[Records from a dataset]
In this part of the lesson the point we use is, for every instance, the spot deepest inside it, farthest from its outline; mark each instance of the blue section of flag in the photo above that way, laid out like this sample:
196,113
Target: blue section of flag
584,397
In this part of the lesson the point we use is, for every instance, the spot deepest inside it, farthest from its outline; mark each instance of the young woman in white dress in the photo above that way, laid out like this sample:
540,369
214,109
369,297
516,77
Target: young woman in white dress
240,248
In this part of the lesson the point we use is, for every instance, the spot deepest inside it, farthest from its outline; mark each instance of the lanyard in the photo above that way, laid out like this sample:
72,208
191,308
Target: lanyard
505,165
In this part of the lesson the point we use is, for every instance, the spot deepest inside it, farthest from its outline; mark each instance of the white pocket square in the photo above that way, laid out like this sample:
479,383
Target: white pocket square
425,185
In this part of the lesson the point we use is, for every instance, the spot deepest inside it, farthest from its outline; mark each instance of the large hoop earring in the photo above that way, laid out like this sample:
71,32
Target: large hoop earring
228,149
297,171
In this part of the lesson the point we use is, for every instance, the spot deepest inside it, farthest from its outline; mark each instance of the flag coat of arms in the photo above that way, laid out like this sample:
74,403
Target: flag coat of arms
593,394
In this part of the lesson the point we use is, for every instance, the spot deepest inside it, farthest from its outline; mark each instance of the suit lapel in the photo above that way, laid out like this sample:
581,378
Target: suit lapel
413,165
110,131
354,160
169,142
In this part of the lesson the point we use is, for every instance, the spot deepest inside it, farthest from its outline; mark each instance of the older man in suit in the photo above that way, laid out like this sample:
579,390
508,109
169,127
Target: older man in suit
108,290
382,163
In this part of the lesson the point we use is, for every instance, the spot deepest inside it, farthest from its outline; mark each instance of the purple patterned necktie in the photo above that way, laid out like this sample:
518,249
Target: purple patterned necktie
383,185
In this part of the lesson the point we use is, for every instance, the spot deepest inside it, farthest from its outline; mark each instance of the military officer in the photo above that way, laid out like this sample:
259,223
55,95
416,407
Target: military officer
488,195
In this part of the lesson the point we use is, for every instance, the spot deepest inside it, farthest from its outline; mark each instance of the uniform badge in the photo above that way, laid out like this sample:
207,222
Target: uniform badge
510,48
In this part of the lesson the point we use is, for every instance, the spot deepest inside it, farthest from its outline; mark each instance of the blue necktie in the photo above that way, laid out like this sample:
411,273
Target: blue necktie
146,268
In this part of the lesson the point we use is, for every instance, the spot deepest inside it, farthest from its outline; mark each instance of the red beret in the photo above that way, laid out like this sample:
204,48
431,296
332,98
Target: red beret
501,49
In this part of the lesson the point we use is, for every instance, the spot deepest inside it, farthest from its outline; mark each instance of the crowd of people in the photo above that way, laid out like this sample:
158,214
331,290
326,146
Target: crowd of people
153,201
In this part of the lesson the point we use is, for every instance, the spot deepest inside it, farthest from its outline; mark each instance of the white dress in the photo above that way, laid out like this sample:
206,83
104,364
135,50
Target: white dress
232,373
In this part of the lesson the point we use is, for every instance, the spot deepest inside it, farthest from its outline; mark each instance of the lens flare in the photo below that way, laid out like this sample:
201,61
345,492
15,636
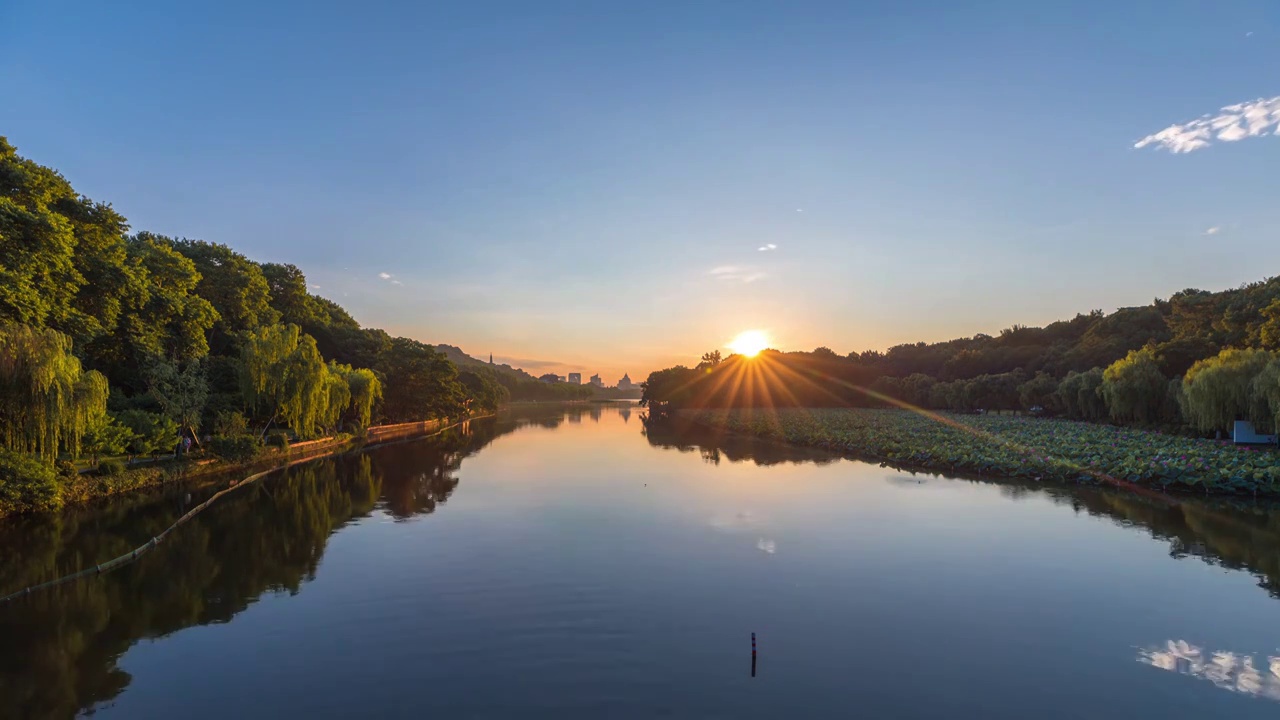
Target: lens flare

**What to work on**
From top to bottom, restate the records above exactly and omit every picture.

**Answer**
In this part of the lesson the point we use is, for every instance, the spot deepest inside it, farthest from its outline; mark each instance of the blue section of flag in the photo above that way, laid out like this sample:
196,113
Target: blue section of flag
584,397
In this part of the lesson the point we use is, for every instance, the spot deepest inside it, farthest from its outline; mark each instance of the young woman in white dress in the photo above that way, laid out like this sample:
540,369
214,109
369,297
516,77
Target: young woman in white dress
240,248
In this part of the lesson the point we use is, for every instance, the spot deepest inside it, farthest from its outline; mark each instance of the lanyard in the photo above that way, laid out like this sample:
72,208
191,308
Target: lanyard
505,165
In this part of the lesson the point we use is, for every instance, the spot deepest inside it, farthest from its outline; mark each instance of the white pocket square in the photo above that way, laid out like this sample:
479,383
Target: white pocket square
425,185
In this part of the lesson the point we use is, for every instance, the spot deepest inside it, farthest from its outline; mark each instance of the large hoop earring in the photo above that way, laid out like this sample:
71,32
Target: large hoop earring
228,149
297,171
In this part of the lesson the point we use is, for every instance, the spot deepest inside it, farthest from its outline; mark each instance of the flag coat of arms in the photo above that way, laid out like this sample:
74,403
Target: flag coat of arms
593,394
In this part of the lesson the point we use is, for every instance, the spot deepest inside it, farthest from its outline; mark each instance of the suit lapel in the photo above that way, laid out like this sample:
581,378
Target: suit lapel
413,165
110,131
354,160
169,142
In this part of the lesson the point we use is, for every instance, the spot deepest inside it, farthest from its outline; mark each instance of the older man in suit in the photo above that way, laid out like this sample:
579,390
508,109
169,127
Target: older man in suit
108,290
382,163
In this part of the lesson the point we use is, for every instance, the spot deepest inside it, farthest from its outline; mark each instance of the purple patterned necktie in the photo above that way, laid out like this sample:
518,249
Target: purple patterned necktie
383,185
In this part of the lesson the point we use is, for every instance, the spot deepest inside it, farthest from its outline; mark each instance of the military officer in the photo above that way, laid out like this sample:
259,223
55,95
416,407
Target: military officer
488,195
In this part of the lesson the point we use is, for every instance, the spot deepest inside it, farthest from its outline; mark each instance of the uniform badge in the photo above that way, laid out like this sample:
207,222
Target: uniform badge
510,48
In this part of the lesson the point we use is, for every instance, the spot deepest inside it, farthest from its outline; mark each instance of the blue necktie in the photo above that way, laid out like this sample:
411,273
Target: blue necktie
146,268
In this part of the lesson the point we use is, for every instance, the spot deepest inside it, farthest from its outline; mark each instance of the red beret in the photo above that way, laid out like this sample:
204,48
431,296
332,98
Target: red beret
501,49
In this part of the lesson the point we use is, for every instance, the spot deepest inside it, farthest from its outline; mark each instance of the crowd of people in the photo above that way, laid out like this sample:
158,214
331,290
326,146
Target: crowd of people
153,201
In this part of the lesson the point we use is, for every instance, the spot deepest inside it, farthest from its outline; mark each instance of the white dress in the photo above that way, laid out like this sample:
206,83
104,364
135,50
Target: white dress
232,373
In this part of the lesson the point we use is, for every instance, the spot deepest inside it, farthest from its outline; mark each instance of the lens flare in the photo below that way, laid out like this sample:
201,61
345,492
15,636
Target: lens flare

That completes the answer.